## Aim 1
Using the page on the African Commission on Human and Peoples' Rights, answer these:
(a) In what city is the commission located?
(b) How long is a Commissioner's term, and how many times can it be renewed?
(c) How often must each State submit a national report on human rights?
## Aim 2
Write out the stretch of the page on the African Commission on Human and Peoples' Rights from "Applicants initiate a" through "of the case.", word for word.
## Aim 3
Extend the page on the African Commission on Human and Peoples' Rights past its final sentence.

## Page extract

African Commission on Human and Peoples’ Rights
The African Commission is tasked with promoting and protecting human rights by interpreting the African Charter and considering individual complaints. Established in 1986 and located in Banjul, The Gambia, the commission hears cases from the 53 Member States of the African Union (all except South Sudan).
The African Commission on Human and People’s Rights (“Commission”) was established under Article 30 of the African Charter on Human and Peoples’ Rights (“African Charter”), and became operational on 21 October 1986. The Commission reports to the Assembly of Heads of State and Government of the African Union (AU)
The 11 Commissioners serve in their personal capacities for six-year terms that may be renewed once. There are two ordinary sessions each year, usually in March/April and October/November, and also extraordinary sessions
The Commission has jurisdiction over the rights set out in the African Charter. Its duties include examining national reports on the situation of human rights which each State is required to submit every other year, adopting resolutions and declarations, country visits, and adjudicating communications (complaints) submitted by Member States, individuals, and NGOs.
The Commission has also developed a system of “Special Measures,” consisting of: (1) Special Rapporteurs to whom specific allegations of human rights violations in specific areas may be brought, and (2) Working Groups that monitor and investigate specific questions linked to the Commission’s work.
With the creation of the African Court on Human and Peoples’ Rights (under a protocol to the Charter adopted in 1998 which entered into force in January 2004), the Commission can also submit cases to the Court.
State Parties, individuals, or NGOs may bring communications to the Commission, alleging that a State Party has violated a provision of the Charter. When an individual or NGO submits a complaint to the Commission, they must first exhaust any domestic remedies which exist, “unless it is obvious to the Commission that the procedure of achieving these remedies would be unduly prolonged.” Communications must be submitted within a reasonable time after local remedies were exhausted, must not be based exclusively on news from the mass media, and must not written in a way which insults or disparages the State or the U. Individuals may request confidentiality.
Applicants initiate a case through a letter of introduction. The Commission may decide to seize itself of the case, at which point the applicant is invited to provide submissions on admissibility, the State is given an opportunity to respond, and the applicant may file a reply. The Commission will then issue a decision on admissibility, and if the case is held to be admissible, the parties provide similar submissions and responses on the merits of the case.

## Data shown
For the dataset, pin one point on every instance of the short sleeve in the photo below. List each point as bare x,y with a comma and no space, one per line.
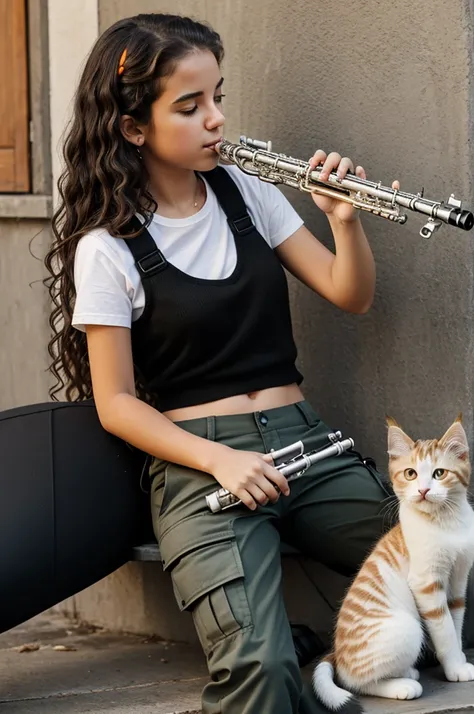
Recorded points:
102,294
279,215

## Final result 1
(a) Banjul, The Gambia.
(b) Six years, renewable once.
(c) Every other year.

## Final result 2
Applicants initiate a case through a letter of introduction. The Commission may decide to seize itself of the case, at which point the applicant is invited to provide submissions on admissibility, the State is given an opportunity to respond, and the applicant may file a reply. The Commission will then issue a decision on admissibility, and if the case is held to be admissible, the parties provide similar submissions and responses on the merits of the case.

## Final result 3
Decisions on admissibility are usually made based solely on the written submissions, although the Commission may schedule an oral hearing. Oral hearings are more common at the merits stage, when they may be called by the Commission or requested by a party, although cases may be decided based solely on the written submissions.
The African Charter does not specify the remedies which the Commission may recommend; rather, it empowers the Commission to make any recommendations it considers “useful” in a particular case. The Commission has made a wide range of recommendations, including publishing the Commission’s decision locally, the return of expelled from their country, the protection of natural resources, urging the withdrawal of troops, urging changes in a State Party’s law, and urging the release of detainee. The Commission has also recommended provision of compensation to the victims of the violations; however, when it does so it does not specify the sum to be paid, but rather recommends that the State provide “adequate compensation."
The African Charter does not contain any provision for enforcement of the Commission’s findings and recommendations, which are not formally binding on AU Member States. However, the Chairman publishes a record of the Commission’s activities, including its Views, which is then submitted to the Assembly (Activity Reports). Special Rapporteurs may also instigate a dialogue with the relevant governments, approach the press, and collaborate with their UN counterparts to help implement the Commission’s recommendations. Finally, the Commission can refer cases to the African Court on Human and Peoples’ Rights.
Between October 1996 and May 2010, the Commission decided 189 cases.
See the attached fact sheet for links to court documents and related resources.
African Court on Human and Peoples’ Rights
Learn more about the African Court on Human and Peoples’ Rights, a judicial body that delivers binding judgments on compliance with the African Charter.
East African Court of Justice
Learn more about the East African Court of Justice, which hears cases on violations of the rule of law, one of the fundamental and operational principles set out in the East African Community Treaty.
ECOWAS Community Court of Justice
Learn more about the Economic Community of West African States (ECOWAS) Community Court of Justice, which has accepted the submission of individual complaints for human rights violations since 2005.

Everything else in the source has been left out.